◆ EXERCISE GOAL
Print the data lines from the first line through the line containing "Query: dark seaweed on sand", both ends included, exactly as they stand.

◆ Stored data
------------------------------------------------------------------------

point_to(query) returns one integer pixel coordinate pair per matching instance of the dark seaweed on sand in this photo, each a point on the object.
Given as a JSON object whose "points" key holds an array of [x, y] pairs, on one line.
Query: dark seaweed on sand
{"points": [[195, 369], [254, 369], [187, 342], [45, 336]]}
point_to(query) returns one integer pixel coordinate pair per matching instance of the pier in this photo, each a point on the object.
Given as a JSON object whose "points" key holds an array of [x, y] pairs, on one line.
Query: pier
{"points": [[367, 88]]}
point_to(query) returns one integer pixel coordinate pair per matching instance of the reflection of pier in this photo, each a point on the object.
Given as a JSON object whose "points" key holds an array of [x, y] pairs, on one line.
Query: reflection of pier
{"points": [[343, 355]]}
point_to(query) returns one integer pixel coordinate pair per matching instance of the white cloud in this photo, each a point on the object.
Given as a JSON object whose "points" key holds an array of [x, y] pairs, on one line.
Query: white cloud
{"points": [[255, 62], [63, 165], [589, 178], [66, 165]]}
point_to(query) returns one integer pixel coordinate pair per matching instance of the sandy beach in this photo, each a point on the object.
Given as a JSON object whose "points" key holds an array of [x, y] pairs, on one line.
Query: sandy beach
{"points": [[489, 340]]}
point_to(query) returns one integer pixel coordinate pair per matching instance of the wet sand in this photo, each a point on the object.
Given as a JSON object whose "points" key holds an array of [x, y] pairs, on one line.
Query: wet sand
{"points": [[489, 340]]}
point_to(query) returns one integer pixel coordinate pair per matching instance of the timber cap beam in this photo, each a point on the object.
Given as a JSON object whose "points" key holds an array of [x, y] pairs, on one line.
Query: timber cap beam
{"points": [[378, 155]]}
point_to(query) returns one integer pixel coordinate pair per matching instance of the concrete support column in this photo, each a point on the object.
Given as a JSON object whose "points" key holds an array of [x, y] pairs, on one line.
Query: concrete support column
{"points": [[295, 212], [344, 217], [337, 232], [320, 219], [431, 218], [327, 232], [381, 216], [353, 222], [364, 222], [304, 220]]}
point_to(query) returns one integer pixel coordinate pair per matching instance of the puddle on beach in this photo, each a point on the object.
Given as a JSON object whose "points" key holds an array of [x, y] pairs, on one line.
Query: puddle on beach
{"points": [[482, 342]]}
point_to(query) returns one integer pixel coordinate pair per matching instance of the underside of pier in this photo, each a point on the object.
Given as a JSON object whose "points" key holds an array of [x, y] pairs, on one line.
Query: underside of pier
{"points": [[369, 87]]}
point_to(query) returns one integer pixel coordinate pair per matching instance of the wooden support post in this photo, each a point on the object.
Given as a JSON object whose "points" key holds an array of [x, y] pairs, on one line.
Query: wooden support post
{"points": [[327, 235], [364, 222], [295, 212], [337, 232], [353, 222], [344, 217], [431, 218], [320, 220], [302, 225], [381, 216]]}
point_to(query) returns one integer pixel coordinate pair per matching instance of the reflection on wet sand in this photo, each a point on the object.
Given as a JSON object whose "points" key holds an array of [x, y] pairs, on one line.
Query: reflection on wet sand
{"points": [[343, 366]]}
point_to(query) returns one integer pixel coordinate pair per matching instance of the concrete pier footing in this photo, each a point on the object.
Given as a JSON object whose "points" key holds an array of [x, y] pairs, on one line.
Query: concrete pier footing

------------------------------------------------------------------------

◆ OUTPUT OF THE TASK
point_to(query) returns one integer pixel coordinate pair per matching instance of the dark seaweed on sand in this photo, each a point on the object.
Given as a JSON object whose "points" key holds an array of [x, y] pairs, on one line.
Query: dark seaweed on sand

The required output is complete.